Selected excerpt:

◆ ◆ ◆ ◆

Nemours Children's Hospital (NCH) is a freestanding, 130-bed, pediatric acute care children's hospital in Orlando, Florida. It is affiliated with the University of Central Florida College of Medicine and is a member of the Nemours Children's Health System, one of two hospitals in the system. The hospital provides comprehensive pediatric specialties and subspecialties to infants, children, teens, and young adults aged 0–21 throughout Orlando and features a level II pediatric trauma center. Its regional pediatric intensive-care unit and neonatal intensive care units serve the Orlando and greater Florida region. The hospital also has a helipad to transport critically ill patients to and from the hospital.

History 
When Nemours announced their plans to open a new children's hospital in Orlando, the public did not support the plan. Adversaries of the project were concerned with the fact that two children's hospitals already existed in the Orlando region and another one would duplicate services and drive prices up. Nemours filed multiple attempts to get their hospital approved and even discussed buying Arnold Palmer Hospital for Children but state officials did not see the need for another children's hospital. Nemours then started an aggressive advertising campaign talking about wanting to bring a nationally recognized children's hospital to the Orlando region. After many attempts to get their project greenlighted by state officials, Nemours was approved.

Construction of the hospital began on February 25, 2009, and was managed by architectural firm Skanska and designed by a collaboration of Stanley Beaman, Sears Atlanta Perkins, Will Boston.

The new children's hospital is a part of the Nemours Foundation and cost $397 million. The hospital is 630,000 square feet and has a maximum bed capacity of 137 beds, with only 95 operating.

◆ ◆ ◆ ◆

Data provided:
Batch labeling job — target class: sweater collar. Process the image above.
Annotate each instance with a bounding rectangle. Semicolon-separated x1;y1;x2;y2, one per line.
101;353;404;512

◆ ◆ ◆ ◆

Problem to work on:
Answer these questions from the text on Nemours Children's Hospital:
(a) What age range of patients does the hospital serve?
(b) Which existing hospital did Nemours discuss buying while it sought approval?
(c) How much did the hospital cost?

Solved exercise:
(a) Ages 0–21 (infants, children, teens, and young adults).
(b) Arnold Palmer Hospital for Children.
(c) $397 million.